Instruction 1 => Print these rows verbatim, everything from the first row down through the row containing "column 459, row 297", with both of those rows included.

##### Passage provided #####

Until we approach a street sign that says Clara Marsh Lane.
From here on, all this property on both sides of the road is Marsh property.
A member of the Marsh family who grew up in Noble wrote about how back in the day,
you could walk the equivalent of 50 city blocks in Marshland
without having to cross a road.
You could leave New Home Baptist Church,
stop at Auntie's Yard,
play with your cousins,
stop in at another Marsh house for a snack,
see another aunt for the latest gossip, taste a strawberry from your uncle's yard, play with your cousins, stop in at another Marsh house for a snack,
see another aunt for the latest gossip, taste a strawberry from your uncle's crop,
and then wander through the woods some more.
Marsh family there.
That is not Marsh. It was Marsh property, but they sold it to a friend.
That's where the crematorium was.
Down this road?
Yes, right down this driveway.
Okay. And it was? Yes, right down this driveway. Okay.
And it was in that field right there.
We drive slowly past the old entrance to the crematory.
It looks like a normal driveway.
No sign or anything.
Where the crematory building stood is now just an empty field.
Could you see the crematory building from the road?
Yes. If you were right here.
And there were several buildings. It wasn't just one building. There were several buildings down in the back. They tore them all down. In this moment, what I really want to do is turn down that drive,
knock on the door, and speak to the Marshes who still live there.
But I'm still talking to their lawyer, McCracken Poston,
about setting up an interview.
And so we just drive past.
One reason I've tried so hard to interview the Marsh family
is because I'm a white man reporting a story with a black family at the center.
And I know I'm at risk of diminishing their perspective.
I want them to tell their story.
Stan tells me he spoke with the Marsh family before agreeing to do this interview.
So in a way, he's acting as a proxy, or spokesperson,
not just as someone who grew up and lives in Noble, but also for the Marsh family.
It's not the same as talking to the Marshes themselves,
but like I said before, Stan is family, and has known them his whole life.
So when we go to Stan's house to sit down and talk,
I'm hoping that'll help me understand who the Marshes are as people.
But when we get to Stan's, he tells me even more than I expected.
If there is one single person who laid the foundation
for the successful family the Marshes would become,
it was probably Ray's grandfather
and Brent's great-grandfather, Monroe Marsh.
Born enslaved in 1864,
Monroe would go on to create a proud legacy for future Marshes
and embody the family motto,
you don't look up, you don't look down,
you look them straight in the eye.
Monroe Marsh never had a formal education,
but he learned to read and write
and made sure that his children and grandchildren did as well.
He opened a lumber company in nearby Chickamauga
around the time of World War I
and built it into a mini empire in North Georgia.
He owned a sawmill, a planing mill, and delivery trucks.
The mill employed blacks and whites
and stayed open for nearly 50 years.
The success of the sawmill seems kind of miraculous now.
It was owned by a black family in an almost all-white county
at a time when racial violence was rampant across the South.

##### Dataset rows #####

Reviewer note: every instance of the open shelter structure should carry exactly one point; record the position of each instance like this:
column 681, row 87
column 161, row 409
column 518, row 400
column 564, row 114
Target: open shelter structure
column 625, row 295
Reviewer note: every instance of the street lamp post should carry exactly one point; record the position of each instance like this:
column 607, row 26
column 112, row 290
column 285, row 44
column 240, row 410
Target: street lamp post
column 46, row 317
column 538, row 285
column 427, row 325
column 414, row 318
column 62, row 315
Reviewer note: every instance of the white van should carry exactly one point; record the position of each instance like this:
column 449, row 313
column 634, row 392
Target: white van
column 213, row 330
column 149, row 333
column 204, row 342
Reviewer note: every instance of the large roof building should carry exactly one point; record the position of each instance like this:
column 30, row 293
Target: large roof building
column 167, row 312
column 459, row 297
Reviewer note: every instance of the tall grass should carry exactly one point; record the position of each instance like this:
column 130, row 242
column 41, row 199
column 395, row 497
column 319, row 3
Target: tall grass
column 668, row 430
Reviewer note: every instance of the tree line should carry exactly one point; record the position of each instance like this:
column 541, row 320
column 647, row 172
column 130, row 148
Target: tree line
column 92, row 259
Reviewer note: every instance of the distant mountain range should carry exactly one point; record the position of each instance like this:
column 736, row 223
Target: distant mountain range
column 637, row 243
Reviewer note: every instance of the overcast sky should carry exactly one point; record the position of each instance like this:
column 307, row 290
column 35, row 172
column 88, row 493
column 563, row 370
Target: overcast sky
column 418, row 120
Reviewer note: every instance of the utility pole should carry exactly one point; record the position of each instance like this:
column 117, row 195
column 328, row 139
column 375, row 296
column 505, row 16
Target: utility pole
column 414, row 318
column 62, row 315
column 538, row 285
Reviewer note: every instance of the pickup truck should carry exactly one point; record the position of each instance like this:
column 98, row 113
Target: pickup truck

#####

Instruction 2 => In the passage about the Marsh family, condense the paragraph beginning "Monroe Marsh never had a formal education" and ending "stayed open for nearly 50 years" into a short bulleted list that keeps its main facts.

Task result 1 =>
Reviewer note: every instance of the open shelter structure should carry exactly one point; record the position of each instance like this:
column 681, row 87
column 161, row 409
column 518, row 400
column 564, row 114
Target: open shelter structure
column 625, row 295
Reviewer note: every instance of the street lamp post should carry exactly one point; record the position of each instance like this:
column 607, row 26
column 112, row 290
column 285, row 44
column 240, row 410
Target: street lamp post
column 46, row 317
column 538, row 285
column 427, row 325
column 414, row 318
column 62, row 315
Reviewer note: every instance of the white van should carry exactly one point; record the position of each instance like this:
column 449, row 313
column 634, row 392
Target: white van
column 213, row 330
column 149, row 333
column 204, row 342
Reviewer note: every instance of the large roof building should carry exactly one point; record the position of each instance like this:
column 30, row 293
Target: large roof building
column 167, row 312
column 459, row 297

Task result 2 =>
- Monroe Marsh had no formal education but learned to read and write, and made sure his children and grandchildren did too.
- Around World War I he opened a lumber company in nearby Chickamauga and built it into a mini empire in North Georgia.
- He owned a sawmill, a planing mill, and delivery trucks.
- The mill employed blacks and whites and stayed open for nearly 50 years.